TASK REQUIREMENTS => Exactly as given, write out all the entries again.

───── TASK INPUTS

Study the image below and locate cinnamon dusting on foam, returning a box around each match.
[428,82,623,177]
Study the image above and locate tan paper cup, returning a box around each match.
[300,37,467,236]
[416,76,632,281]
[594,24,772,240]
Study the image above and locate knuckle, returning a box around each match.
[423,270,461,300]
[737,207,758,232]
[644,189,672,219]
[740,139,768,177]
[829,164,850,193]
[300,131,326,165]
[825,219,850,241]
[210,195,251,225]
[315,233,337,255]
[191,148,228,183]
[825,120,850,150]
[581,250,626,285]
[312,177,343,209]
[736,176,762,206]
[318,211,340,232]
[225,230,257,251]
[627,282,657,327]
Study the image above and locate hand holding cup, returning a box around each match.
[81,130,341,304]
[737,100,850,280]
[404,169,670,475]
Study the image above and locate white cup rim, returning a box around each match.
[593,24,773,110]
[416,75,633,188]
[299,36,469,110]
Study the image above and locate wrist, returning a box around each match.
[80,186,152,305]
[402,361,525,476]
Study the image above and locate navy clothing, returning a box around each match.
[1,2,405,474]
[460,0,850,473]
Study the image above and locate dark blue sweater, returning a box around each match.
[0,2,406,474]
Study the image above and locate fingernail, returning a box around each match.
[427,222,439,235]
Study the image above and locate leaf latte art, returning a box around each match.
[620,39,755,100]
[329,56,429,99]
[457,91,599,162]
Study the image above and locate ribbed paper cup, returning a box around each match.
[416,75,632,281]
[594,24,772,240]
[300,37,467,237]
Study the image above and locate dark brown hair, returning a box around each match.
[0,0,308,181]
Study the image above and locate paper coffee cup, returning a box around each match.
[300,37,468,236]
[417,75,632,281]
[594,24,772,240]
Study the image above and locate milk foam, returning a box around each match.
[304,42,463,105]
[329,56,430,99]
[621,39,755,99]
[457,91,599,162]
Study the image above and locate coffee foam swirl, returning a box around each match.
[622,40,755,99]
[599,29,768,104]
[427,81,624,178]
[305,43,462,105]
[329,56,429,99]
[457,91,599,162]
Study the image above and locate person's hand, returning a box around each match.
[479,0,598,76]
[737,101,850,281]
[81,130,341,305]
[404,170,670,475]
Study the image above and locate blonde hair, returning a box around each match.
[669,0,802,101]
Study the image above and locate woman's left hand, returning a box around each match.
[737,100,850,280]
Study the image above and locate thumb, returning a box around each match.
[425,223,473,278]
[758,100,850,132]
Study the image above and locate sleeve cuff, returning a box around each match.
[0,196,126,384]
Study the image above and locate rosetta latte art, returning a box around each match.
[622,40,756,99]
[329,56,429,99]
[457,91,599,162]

──────────

ANSWER SECTION =>
Study the image below and locate cinnamon dusting on foam, returning a box around each match.
[428,82,623,177]
Study the image above and locate tan paper cup, returning a box around each match.
[300,37,467,236]
[416,76,632,281]
[594,24,772,240]
Study the image above and locate knuckle, returning a box around each match.
[423,270,461,300]
[737,207,758,232]
[644,189,672,219]
[740,139,768,177]
[829,164,850,193]
[300,131,326,165]
[825,219,850,241]
[210,195,251,225]
[315,233,337,255]
[191,148,228,183]
[825,120,850,150]
[581,250,626,285]
[312,177,343,209]
[736,176,762,206]
[318,211,340,232]
[225,230,257,251]
[627,282,657,327]
Study the image above and locate hand holding cup, returning a box around each match.
[81,130,341,304]
[737,100,850,280]
[404,169,670,475]
Study the image above and locate white cup rim, returning a box around each match.
[593,24,773,110]
[416,75,633,188]
[299,36,469,110]
Study the image above and locate wrist, returning a box around each match.
[80,186,152,305]
[402,361,525,476]
Study the image above and locate navy clothing, returning a box around each match.
[1,2,405,474]
[460,0,850,473]
Study the image above and locate dark blue sweater, returning a box around each match.
[0,2,406,474]
Study the image above and locate fingernail, returning a box around each match.
[427,222,439,235]
Study the image above and locate leaf latte art, returning a box around each match.
[620,39,755,100]
[329,56,429,99]
[457,91,599,162]
Study the image above and locate ribbed paper cup, returning a box around each match.
[416,75,632,281]
[594,24,772,240]
[300,37,467,237]
Study the image above and locate dark brown hair, returning a box around each match.
[0,0,308,181]
Study the image above and locate paper coffee cup, returning a box around each match.
[300,37,468,236]
[417,75,632,281]
[594,24,772,240]
Study the image above and locate milk foam, returning a box around each match.
[304,42,463,105]
[329,56,430,99]
[621,39,755,99]
[457,91,599,162]
Study the image above and locate coffee foam swirl, returning a box around each match.
[622,40,755,99]
[599,29,768,104]
[427,81,624,178]
[305,43,462,105]
[329,56,429,99]
[457,91,599,162]
Study the image above and locate person's hand, returning a box around each match.
[479,0,598,76]
[737,101,850,281]
[81,130,341,305]
[404,170,670,475]
Study the image above and locate blonde hair, returning a box around each match.
[669,0,802,101]
Study the image above and locate woman's left hand, returning a box around each match.
[737,100,850,280]
Study the image above and locate thumb, returning a box around each match.
[425,223,473,278]
[758,100,850,132]
Study the image above and locate sleeve cuff, returning a box around each match.
[0,196,126,384]
Study the image above and locate rosetta latte art, returning a box around each match.
[622,40,756,99]
[329,56,429,99]
[457,91,599,162]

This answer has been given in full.